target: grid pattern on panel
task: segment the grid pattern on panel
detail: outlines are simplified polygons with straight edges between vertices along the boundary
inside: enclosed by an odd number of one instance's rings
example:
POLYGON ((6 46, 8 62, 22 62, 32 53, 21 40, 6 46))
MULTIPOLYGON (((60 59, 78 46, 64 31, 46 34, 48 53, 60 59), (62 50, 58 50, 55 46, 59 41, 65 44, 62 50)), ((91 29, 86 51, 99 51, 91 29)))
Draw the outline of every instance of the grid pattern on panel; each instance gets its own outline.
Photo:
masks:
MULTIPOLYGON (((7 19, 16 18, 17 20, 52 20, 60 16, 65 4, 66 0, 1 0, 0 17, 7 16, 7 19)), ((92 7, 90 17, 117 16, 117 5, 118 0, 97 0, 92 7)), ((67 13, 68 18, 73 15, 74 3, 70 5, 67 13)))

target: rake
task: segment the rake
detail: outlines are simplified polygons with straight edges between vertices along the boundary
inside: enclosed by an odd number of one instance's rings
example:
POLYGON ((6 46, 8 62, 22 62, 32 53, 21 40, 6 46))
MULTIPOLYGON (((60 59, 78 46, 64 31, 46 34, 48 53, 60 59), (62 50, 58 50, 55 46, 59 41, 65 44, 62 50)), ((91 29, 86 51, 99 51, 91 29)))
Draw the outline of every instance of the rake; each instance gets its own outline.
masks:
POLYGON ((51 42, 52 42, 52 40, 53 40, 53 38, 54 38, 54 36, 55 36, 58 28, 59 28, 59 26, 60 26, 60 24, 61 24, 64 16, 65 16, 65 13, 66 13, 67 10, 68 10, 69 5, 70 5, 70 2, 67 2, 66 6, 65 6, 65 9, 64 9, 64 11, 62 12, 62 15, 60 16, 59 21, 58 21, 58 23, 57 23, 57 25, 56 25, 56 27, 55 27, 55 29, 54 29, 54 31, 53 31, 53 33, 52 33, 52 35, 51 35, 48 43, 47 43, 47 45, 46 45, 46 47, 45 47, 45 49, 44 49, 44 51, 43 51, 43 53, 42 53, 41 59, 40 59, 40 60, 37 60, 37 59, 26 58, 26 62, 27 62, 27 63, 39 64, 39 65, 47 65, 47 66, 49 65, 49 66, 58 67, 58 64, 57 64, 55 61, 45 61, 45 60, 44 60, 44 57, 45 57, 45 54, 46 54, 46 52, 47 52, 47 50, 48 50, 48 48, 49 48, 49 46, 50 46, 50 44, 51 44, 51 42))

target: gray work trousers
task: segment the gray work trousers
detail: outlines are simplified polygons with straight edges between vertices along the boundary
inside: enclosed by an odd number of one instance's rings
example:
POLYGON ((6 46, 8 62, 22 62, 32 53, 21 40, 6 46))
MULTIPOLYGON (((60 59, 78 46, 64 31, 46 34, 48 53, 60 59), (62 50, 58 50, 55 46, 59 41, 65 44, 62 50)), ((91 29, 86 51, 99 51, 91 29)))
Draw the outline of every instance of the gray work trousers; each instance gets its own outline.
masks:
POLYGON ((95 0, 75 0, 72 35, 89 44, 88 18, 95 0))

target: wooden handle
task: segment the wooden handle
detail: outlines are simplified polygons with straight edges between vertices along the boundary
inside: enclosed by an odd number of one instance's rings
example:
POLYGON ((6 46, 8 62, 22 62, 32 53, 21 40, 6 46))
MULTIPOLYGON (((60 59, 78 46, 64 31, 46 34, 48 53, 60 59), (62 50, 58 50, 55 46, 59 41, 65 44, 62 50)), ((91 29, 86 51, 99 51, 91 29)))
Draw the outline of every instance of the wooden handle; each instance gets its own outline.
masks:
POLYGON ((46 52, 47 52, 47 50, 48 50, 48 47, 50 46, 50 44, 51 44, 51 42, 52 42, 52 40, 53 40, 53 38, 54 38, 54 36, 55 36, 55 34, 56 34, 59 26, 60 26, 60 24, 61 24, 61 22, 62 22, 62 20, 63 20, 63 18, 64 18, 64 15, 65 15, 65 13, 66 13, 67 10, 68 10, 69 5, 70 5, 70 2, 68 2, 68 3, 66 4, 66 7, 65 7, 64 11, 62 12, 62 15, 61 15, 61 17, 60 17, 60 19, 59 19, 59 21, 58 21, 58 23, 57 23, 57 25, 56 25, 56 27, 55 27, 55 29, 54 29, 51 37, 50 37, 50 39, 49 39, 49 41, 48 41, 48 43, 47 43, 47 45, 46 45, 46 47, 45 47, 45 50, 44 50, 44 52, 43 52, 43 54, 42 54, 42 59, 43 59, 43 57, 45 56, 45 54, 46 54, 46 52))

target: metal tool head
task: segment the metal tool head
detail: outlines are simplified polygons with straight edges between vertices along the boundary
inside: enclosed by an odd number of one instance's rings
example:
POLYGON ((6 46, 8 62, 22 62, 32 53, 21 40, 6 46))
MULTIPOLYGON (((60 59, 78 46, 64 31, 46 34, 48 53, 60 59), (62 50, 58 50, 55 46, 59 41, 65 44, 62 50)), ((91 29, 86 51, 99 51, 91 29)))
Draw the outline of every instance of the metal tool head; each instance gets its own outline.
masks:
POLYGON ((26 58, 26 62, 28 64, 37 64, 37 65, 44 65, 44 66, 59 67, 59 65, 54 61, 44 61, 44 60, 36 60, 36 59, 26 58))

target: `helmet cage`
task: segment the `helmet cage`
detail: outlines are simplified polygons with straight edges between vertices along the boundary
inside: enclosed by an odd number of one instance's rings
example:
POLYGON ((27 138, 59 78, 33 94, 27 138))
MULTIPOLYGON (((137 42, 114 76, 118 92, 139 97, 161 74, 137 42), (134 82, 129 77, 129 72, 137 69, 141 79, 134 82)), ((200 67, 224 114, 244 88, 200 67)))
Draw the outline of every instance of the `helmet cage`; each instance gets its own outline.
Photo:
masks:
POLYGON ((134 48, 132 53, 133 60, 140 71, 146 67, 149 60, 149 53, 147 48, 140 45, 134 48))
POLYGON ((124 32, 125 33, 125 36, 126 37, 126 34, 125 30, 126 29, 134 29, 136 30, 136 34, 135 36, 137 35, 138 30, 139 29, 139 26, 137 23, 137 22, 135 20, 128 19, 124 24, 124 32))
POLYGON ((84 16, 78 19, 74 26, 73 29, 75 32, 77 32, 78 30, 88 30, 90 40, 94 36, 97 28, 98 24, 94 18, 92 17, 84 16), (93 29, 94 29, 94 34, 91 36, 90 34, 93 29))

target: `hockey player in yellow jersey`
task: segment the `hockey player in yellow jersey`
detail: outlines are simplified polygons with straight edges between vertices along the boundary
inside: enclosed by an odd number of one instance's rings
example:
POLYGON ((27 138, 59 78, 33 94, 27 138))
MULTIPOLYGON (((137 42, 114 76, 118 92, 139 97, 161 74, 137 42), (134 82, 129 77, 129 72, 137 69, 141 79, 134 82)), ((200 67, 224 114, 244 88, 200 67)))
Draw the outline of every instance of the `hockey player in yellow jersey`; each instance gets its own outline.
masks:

################

→ TASK
Please repeat the entries above, from the line with "target: rake" to the line with "POLYGON ((51 42, 52", keeping every character the same.

→ COMPLETED EXERCISE
target: rake
task: segment the rake
detail: outlines are simplified polygons with straight edges between vertices along the boundary
inside: enclosed by an odd number of one instance's rings
example:
POLYGON ((6 46, 8 62, 22 62, 32 53, 21 40, 6 46))
MULTIPOLYGON (((60 59, 78 46, 64 31, 46 34, 48 53, 60 59), (62 50, 58 50, 55 46, 59 41, 65 44, 62 50)), ((91 29, 86 51, 99 51, 91 29)))
Draw the outline of every instance of the rake; each instance gets its own outline.
masks:
POLYGON ((51 42, 52 42, 52 40, 53 40, 53 38, 54 38, 54 36, 55 36, 58 28, 59 28, 59 26, 60 26, 60 24, 61 24, 64 16, 65 16, 65 13, 66 13, 67 10, 68 10, 69 5, 70 5, 70 2, 67 2, 66 6, 65 6, 65 9, 64 9, 64 11, 62 12, 62 15, 60 16, 59 21, 58 21, 58 23, 57 23, 57 25, 56 25, 56 27, 55 27, 55 29, 54 29, 54 31, 53 31, 53 33, 52 33, 52 35, 51 35, 48 43, 47 43, 47 45, 46 45, 46 47, 45 47, 45 49, 44 49, 44 51, 43 51, 43 53, 42 53, 41 59, 40 59, 40 60, 37 60, 37 59, 26 58, 26 62, 27 62, 27 63, 39 64, 39 65, 47 65, 47 66, 49 65, 49 66, 58 67, 58 64, 57 64, 55 61, 45 61, 45 60, 44 60, 44 57, 45 57, 45 54, 46 54, 46 52, 47 52, 47 50, 48 50, 48 48, 49 48, 49 46, 50 46, 50 44, 51 44, 51 42))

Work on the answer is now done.